• WORK TO BE COMPLETED: Turn the records below into a two-column CSV with the headers input and output, one row per record. Put each record's text and its answer in their own quoted fields, replace line breaks with spaces, and leave out the pictures.

[Some records]
>> start

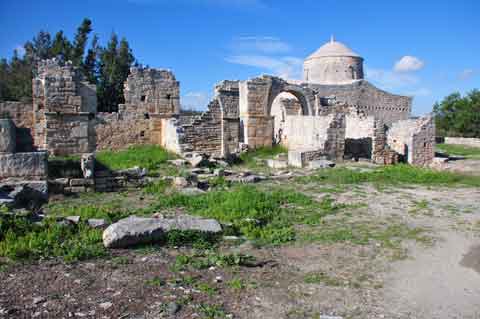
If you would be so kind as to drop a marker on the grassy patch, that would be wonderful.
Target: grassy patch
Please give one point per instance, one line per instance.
(208, 259)
(460, 150)
(390, 175)
(251, 158)
(266, 217)
(388, 235)
(22, 239)
(150, 157)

>> end

• EXPECTED ANSWER:
input,output
"If you would be so kind as to drop a marker on the grassy patch, that would be wonderful. Target: grassy patch Please give one point per instance, one line per instance.","(208, 259) (460, 150) (390, 175) (251, 158) (266, 217) (388, 235) (22, 239) (150, 157)"